### To do:
Among the entries below, find the line with "Guideline: for each instance of the tan combat", then quote it and each following line up to and including the line with "Guideline: for each instance of the tattooed", and nothing else.

### Input records:
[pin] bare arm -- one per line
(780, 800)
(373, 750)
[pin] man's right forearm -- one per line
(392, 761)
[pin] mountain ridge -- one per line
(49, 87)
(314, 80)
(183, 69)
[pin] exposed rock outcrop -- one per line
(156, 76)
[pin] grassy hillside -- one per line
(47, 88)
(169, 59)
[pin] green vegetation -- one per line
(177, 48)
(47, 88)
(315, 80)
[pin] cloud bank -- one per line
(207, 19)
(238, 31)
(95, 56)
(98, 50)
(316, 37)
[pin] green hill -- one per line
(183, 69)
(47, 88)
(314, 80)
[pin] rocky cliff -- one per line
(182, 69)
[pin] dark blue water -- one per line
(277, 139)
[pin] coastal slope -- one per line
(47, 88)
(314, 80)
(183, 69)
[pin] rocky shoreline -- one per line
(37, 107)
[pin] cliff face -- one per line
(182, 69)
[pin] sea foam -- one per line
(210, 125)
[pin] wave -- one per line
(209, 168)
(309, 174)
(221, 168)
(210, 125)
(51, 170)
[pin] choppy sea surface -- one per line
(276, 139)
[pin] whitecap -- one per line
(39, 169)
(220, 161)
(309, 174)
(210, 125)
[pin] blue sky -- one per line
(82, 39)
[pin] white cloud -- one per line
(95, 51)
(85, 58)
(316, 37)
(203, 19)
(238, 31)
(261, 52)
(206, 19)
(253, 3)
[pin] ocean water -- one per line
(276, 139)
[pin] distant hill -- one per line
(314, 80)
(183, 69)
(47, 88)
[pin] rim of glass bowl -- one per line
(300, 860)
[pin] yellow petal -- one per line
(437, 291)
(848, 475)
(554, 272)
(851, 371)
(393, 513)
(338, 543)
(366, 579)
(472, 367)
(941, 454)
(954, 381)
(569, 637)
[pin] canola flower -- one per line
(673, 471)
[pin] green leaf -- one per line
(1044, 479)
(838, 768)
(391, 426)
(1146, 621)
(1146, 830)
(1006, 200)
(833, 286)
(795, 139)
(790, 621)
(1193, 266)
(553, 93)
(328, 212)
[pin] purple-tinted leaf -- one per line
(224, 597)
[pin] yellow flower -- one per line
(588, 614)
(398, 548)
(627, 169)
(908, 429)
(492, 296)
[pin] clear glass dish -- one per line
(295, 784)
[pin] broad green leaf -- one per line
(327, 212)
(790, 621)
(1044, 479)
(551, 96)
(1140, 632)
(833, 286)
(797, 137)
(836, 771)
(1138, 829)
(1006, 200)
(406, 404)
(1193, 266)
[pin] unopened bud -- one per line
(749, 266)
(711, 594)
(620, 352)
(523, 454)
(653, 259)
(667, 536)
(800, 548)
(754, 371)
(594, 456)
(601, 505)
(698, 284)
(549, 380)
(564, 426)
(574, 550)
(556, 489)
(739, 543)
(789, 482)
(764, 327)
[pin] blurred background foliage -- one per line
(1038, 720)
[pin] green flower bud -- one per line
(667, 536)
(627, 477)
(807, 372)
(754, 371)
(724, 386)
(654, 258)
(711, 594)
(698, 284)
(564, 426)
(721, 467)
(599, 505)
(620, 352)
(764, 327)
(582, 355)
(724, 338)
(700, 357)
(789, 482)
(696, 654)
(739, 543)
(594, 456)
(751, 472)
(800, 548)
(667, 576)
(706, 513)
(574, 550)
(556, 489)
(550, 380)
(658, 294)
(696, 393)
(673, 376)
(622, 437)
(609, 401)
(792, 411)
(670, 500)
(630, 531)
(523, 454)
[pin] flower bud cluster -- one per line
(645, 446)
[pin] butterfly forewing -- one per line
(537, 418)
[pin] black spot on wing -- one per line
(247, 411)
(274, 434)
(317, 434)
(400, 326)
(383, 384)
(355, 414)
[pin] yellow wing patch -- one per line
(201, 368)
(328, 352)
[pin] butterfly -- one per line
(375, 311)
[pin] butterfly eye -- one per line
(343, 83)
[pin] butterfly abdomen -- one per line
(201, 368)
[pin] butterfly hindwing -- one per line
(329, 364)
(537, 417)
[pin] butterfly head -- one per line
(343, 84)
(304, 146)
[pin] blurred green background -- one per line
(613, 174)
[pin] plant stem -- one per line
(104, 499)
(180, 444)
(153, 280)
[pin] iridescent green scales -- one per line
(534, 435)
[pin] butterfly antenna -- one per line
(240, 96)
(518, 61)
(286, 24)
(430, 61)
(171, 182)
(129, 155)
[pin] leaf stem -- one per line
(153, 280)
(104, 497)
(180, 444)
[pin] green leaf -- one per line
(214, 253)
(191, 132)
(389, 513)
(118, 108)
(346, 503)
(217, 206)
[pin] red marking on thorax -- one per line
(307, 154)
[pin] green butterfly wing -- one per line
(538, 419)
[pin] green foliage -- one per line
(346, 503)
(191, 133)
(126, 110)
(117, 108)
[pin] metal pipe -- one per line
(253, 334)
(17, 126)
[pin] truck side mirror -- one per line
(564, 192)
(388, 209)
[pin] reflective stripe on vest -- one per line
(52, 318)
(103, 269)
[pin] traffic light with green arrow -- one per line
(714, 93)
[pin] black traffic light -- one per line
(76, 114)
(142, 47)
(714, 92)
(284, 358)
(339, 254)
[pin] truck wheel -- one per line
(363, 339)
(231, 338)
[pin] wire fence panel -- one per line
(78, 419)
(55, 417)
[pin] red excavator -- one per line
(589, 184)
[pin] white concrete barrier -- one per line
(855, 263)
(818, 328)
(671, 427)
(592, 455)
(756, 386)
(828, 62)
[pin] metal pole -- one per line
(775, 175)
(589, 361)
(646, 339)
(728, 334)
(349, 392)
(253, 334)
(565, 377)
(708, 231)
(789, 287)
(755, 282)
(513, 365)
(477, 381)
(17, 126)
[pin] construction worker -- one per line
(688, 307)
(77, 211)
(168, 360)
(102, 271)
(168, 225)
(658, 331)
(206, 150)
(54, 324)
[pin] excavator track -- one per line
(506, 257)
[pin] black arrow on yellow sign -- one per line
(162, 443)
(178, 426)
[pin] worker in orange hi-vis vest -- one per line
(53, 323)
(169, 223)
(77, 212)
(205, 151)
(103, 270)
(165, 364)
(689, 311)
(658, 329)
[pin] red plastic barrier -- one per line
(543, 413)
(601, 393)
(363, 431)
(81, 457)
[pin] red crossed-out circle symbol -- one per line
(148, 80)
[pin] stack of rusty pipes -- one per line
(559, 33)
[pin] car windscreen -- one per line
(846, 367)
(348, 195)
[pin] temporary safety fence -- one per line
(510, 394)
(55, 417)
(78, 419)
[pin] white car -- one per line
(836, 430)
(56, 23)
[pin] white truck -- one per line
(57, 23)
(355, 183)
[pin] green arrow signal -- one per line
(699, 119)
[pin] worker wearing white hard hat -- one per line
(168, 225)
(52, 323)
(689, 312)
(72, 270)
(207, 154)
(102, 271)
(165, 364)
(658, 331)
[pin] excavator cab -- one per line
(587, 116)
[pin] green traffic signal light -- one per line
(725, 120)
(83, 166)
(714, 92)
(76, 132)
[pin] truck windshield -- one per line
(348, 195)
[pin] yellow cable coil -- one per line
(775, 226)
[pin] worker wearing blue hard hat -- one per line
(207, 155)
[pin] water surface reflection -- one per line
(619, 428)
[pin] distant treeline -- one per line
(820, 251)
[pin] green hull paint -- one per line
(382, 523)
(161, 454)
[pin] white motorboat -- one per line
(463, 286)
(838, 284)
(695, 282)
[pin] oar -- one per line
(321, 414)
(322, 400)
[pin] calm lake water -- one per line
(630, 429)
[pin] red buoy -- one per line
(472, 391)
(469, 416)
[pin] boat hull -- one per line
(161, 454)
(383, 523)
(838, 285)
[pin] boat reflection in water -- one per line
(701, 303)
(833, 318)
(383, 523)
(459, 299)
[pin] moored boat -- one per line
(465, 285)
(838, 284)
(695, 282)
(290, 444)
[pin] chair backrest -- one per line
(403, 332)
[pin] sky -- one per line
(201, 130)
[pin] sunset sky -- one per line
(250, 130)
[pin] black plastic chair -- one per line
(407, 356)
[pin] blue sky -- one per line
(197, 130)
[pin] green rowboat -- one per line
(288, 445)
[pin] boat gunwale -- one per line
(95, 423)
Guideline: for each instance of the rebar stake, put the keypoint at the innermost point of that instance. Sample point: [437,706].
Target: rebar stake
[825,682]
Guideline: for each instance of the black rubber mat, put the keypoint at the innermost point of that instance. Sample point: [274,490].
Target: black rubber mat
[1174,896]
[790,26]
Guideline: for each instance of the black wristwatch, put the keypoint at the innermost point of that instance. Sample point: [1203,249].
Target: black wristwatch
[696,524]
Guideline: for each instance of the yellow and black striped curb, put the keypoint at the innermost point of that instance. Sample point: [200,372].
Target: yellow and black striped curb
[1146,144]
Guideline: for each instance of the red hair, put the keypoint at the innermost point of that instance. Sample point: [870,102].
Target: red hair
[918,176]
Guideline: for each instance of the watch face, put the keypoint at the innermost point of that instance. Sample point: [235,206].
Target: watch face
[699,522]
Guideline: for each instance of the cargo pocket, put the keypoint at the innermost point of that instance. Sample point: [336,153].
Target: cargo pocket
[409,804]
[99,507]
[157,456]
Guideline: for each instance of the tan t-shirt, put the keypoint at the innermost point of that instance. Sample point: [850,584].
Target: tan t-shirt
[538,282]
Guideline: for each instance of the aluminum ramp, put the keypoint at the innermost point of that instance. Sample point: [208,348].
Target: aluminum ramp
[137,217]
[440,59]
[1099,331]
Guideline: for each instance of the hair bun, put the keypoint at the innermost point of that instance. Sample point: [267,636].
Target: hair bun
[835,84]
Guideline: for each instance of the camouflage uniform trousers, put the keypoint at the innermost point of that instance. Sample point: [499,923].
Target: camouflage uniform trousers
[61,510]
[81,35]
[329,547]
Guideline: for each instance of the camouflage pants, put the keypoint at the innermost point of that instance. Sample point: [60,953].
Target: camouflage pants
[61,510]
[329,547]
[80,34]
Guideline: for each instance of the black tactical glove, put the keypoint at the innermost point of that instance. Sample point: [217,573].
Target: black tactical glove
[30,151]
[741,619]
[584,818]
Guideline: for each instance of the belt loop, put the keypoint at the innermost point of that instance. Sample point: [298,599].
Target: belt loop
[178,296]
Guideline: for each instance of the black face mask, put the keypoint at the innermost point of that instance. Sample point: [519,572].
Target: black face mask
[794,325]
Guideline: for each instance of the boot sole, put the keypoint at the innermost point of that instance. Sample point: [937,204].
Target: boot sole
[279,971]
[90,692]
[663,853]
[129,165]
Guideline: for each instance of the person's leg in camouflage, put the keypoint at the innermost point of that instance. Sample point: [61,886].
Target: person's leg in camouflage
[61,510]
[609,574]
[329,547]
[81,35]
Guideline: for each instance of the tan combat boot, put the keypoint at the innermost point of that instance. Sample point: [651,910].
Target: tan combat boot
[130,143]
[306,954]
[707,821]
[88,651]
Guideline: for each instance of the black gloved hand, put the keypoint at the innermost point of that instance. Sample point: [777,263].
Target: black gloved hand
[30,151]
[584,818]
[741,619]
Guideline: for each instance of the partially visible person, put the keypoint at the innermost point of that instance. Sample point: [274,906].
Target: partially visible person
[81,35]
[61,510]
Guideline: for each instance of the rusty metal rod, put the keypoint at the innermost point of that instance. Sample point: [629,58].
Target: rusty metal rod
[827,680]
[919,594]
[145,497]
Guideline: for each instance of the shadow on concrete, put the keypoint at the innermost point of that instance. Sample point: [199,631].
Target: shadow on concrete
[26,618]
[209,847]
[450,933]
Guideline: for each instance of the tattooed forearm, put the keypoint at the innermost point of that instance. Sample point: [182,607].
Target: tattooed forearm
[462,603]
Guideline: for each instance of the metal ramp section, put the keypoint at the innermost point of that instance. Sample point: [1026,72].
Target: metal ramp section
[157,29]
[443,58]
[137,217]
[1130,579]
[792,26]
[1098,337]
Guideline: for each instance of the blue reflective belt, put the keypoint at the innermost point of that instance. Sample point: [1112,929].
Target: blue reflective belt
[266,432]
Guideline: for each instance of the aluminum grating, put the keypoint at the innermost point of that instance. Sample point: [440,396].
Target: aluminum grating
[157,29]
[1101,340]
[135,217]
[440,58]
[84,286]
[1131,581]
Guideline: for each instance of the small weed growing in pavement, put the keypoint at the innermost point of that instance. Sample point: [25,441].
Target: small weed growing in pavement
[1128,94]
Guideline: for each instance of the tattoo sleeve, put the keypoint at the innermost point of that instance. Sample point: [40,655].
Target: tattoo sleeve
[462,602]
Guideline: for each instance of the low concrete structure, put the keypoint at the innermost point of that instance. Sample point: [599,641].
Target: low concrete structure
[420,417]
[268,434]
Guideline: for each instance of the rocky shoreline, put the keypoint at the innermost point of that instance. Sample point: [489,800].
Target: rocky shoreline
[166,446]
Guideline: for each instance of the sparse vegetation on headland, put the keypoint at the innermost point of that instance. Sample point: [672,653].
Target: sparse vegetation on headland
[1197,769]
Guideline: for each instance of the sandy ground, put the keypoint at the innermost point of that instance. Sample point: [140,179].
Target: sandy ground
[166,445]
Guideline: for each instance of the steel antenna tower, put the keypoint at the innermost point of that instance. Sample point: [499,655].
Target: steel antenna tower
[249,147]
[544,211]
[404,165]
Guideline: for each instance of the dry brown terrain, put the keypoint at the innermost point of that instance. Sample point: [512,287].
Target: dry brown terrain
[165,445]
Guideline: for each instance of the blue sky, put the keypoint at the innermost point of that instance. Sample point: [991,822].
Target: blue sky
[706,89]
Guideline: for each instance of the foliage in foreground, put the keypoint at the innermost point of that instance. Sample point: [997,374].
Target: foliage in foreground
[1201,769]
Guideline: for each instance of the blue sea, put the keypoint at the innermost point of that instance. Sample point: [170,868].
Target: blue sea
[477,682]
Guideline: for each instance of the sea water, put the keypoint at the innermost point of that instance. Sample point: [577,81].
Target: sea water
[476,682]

### Finished task:
Guideline: for each instance of the tan combat boot, put the keypoint at the innermost point of that instance. Sample point: [651,910].
Target: tan combat boot
[130,143]
[306,954]
[707,821]
[88,651]
Guideline: for each instance of the black gloved hand, put the keypoint at the innermost point of that instance. Sample point: [777,263].
Target: black gloved hand
[30,151]
[584,818]
[741,619]
Guideline: for each instance of the partially visible person, put the keypoint at the innermost point of that instance. Sample point: [274,906].
Target: partially visible person
[81,35]
[61,510]
Guideline: for each instance of the rusty metal rod, put the keypoint at the innermost point of that instance. Sample point: [629,58].
Target: rusty metal rod
[827,680]
[919,594]
[145,497]
Guideline: for each instance of the shadow on concrete, put the keypoint at the innermost point of that instance. Sample point: [199,631].
Target: shadow on concrete
[26,618]
[209,847]
[450,933]
Guideline: for each instance of the tattooed forearm, put the keypoint at the innermost point of that instance. Sample point: [182,607].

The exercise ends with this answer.